(To do): Duplicate every entry below without changing a single character.

[Rows of bounding box annotation data]
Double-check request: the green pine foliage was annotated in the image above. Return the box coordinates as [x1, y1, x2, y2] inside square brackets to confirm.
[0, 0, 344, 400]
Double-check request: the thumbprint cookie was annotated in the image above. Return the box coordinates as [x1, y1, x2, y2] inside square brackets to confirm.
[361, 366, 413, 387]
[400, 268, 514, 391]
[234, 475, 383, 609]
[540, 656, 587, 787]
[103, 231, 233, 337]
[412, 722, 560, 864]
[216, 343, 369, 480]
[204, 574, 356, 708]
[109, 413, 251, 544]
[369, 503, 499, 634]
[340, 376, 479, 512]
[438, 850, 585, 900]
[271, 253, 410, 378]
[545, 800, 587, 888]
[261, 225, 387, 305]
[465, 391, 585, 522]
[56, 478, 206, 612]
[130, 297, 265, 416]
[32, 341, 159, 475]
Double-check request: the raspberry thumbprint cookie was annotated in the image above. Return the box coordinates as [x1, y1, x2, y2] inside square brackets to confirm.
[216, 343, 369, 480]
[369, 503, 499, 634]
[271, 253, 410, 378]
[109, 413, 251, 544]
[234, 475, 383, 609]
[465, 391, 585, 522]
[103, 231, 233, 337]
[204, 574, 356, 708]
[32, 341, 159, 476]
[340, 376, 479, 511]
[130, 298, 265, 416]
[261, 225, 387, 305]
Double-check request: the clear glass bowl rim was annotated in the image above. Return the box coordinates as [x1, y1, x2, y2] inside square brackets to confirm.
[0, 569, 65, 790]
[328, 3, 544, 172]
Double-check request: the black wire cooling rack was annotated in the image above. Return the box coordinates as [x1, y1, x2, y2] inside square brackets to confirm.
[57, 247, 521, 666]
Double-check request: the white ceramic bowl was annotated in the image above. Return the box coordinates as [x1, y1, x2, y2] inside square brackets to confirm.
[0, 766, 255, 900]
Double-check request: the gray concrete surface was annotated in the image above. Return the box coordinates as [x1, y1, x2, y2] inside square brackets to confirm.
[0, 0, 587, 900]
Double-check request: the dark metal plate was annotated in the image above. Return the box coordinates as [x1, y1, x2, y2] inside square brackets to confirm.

(Response for this exercise):
Double-check request: the green pine foliage was annotated in the image above. Return the box coordinates as [x1, y1, x2, y2] inside square brackets to confirm.
[0, 0, 344, 400]
Double-check request: the thumbprint cookie was annotated in the image above. Return the box coordinates as [x1, y1, x2, y2] inside square brackets to confirm.
[361, 366, 413, 387]
[400, 268, 514, 391]
[234, 475, 383, 609]
[540, 656, 587, 787]
[103, 231, 233, 337]
[412, 722, 560, 864]
[216, 343, 369, 480]
[204, 574, 356, 708]
[109, 413, 251, 544]
[369, 503, 499, 634]
[340, 376, 479, 512]
[438, 850, 585, 900]
[271, 253, 410, 378]
[545, 800, 587, 888]
[261, 225, 387, 305]
[465, 391, 585, 522]
[56, 478, 206, 612]
[130, 297, 265, 416]
[32, 341, 159, 475]
Double-check request: the raspberry thumbprint cookie was annotated in the image above. Return the box coordinates as [x1, y1, x2, y2] inside square brackets to confirm.
[216, 343, 369, 480]
[369, 503, 499, 634]
[271, 253, 410, 378]
[109, 413, 251, 544]
[234, 475, 383, 609]
[465, 391, 585, 522]
[103, 231, 233, 337]
[204, 574, 356, 708]
[32, 341, 159, 476]
[340, 376, 479, 511]
[130, 298, 265, 416]
[261, 225, 387, 305]
Double-check request: the clear glass bowl rim was annotated in the image above. Return the box coordinates as [x1, y1, x2, y2] inside square brackets to confirm.
[0, 569, 65, 790]
[328, 3, 544, 172]
Double-check request: the black wire cooling rack was annotated in the image above. Return the box coordinates as [x1, y1, x2, y2] inside square brackets to confirm.
[57, 247, 521, 666]
Double-check request: the white ceramic bowl was annotated in the image above. Return the box coordinates as [x1, y1, x2, y2] inside square brackets to confirm.
[0, 766, 255, 900]
Double-check request: the gray concrete surface was annotated in the image above. Return the box coordinates as [x1, y1, x2, y2] inside square brackets to confirm.
[0, 0, 587, 900]
Double-check request: the dark metal plate was annotated in the image above. Return the box coordinates as [x1, y1, x2, y2] inside square brackets to confirm.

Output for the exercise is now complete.